QUESTIONS ON THE MATERIAL =>
A - According to the cantaloupe juicing text, why is the cantaloupe called by that name?
B - List every ingredient in the Cantaloupe Chiller recipe from the cantaloupe juicing text, with its amount.
C - Continue the cantaloupe juicing text from where it stops.

PAGE EXCERPT =>
Juicing the Comely Cantaloupe

Cantaloupe is one of the most popular melons in America. They are at their best from June through August, the juicy fruit’s peak season of ripeness, lushness, and all around freshness.

My favorite summer Cantaloupe Chiller is as follows:

  • 1 cantaloupe, deseeded and rind removed
  • 5-7 ice cubes
  • 2 Tbs or less of honey or agave nectar
  • A dash of cinnamon

Juice the cantaloupe and then mix with the ice, sweetener, and cinnamon

History

The cantaloupe is named after the Italian village of Cantalup, the birthplace of the first cultivation of this luscious fruit. It is also know as a “rock melon” in various parts of the world, presumably due to its outward appearance. The origins of the cantaloupe are thought to be India, Africa, or ancient Persia.

EXERCISE DATA =>
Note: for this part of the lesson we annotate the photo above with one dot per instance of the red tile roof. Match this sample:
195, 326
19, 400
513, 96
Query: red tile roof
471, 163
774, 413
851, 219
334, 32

ANSWERS FOR THE TASKS =>
A - It is named after the Italian village of Cantalup, which the text calls the birthplace of the first cultivation of the fruit.

B -
- 1 cantaloupe, deseeded and rind removed
- 5-7 ice cubes
- 2 Tbs or less of honey or agave nectar
- A dash of cinnamon

C -
Nutrition

Cantaloupe gets an A for Awesome when it comes to nutritional density. And it also gets an A for Vitamin A due to the cantaloupes beta-carotene content, which can be used as beta-carotene or converted to Vitamin A in the body. One cup of cantaloupe provides over 100% of the daily value for Vitamin A, a vitamin that, along with beta-carotene, is vital for healthy vision. It is said that cantaloupe is necessary for healthy eyes and  for the prevention cataracts. That same 1 cup serving is happily only 56 calories.

Cantaloupe is also a fantastic source for Vitamin C which powers up our immune system. Vitamin C is capital at rousing our white cells to fight infection and directly eliminates many bacteria and viruses. Vitamin C’s other super power is to revitalize Vitamin E after it has been forced into dormancy by free radicals. A one cup serving of cantaloupe contains over 110% of the daily recommended value of Vitamin C.

Cantaloupe also offers potassium, vitamin B6, dietary fiber, folate, and niacin (Vitamin B3). This combination provides for blood sugar stability through quality carbohydrates combined with fiber.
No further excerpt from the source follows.